■ Exercise material
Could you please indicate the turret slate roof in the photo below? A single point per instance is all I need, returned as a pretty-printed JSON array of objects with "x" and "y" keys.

---

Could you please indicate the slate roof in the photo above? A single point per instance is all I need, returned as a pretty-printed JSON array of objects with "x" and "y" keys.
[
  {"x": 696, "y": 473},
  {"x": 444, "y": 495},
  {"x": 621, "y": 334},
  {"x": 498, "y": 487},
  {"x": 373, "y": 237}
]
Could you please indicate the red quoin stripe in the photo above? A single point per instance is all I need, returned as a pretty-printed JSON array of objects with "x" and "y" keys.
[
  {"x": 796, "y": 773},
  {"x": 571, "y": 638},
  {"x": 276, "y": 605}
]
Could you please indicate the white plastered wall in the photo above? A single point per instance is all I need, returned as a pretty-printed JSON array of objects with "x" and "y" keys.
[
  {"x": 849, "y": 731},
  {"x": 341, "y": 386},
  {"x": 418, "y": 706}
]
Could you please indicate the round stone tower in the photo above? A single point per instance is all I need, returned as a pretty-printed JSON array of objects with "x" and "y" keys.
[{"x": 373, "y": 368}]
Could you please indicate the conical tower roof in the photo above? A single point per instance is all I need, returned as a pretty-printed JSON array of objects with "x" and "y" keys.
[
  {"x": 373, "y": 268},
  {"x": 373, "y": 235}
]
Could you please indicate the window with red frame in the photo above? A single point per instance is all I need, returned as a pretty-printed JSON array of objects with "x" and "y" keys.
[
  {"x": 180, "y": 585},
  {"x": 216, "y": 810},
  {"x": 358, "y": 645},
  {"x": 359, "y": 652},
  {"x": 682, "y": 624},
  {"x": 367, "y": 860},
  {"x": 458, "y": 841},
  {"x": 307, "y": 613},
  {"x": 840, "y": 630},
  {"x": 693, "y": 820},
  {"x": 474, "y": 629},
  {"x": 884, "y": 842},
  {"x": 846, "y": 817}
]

...

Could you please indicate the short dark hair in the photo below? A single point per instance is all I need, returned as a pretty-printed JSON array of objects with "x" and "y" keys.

■ Requirement
Go through the records above, find every line with the word "below", and list those lines.

■ Answer section
Could you please indicate the turret slate roof in the photo below? A single point per instance is all I need, returned as a pretty-printed JSON array of objects with "x" and "y" keys.
Could you please indicate the short dark hair in the photo below? A single point per instance is all I need, returned as a pretty-printed JSON array of objects with "x" and "y" keys.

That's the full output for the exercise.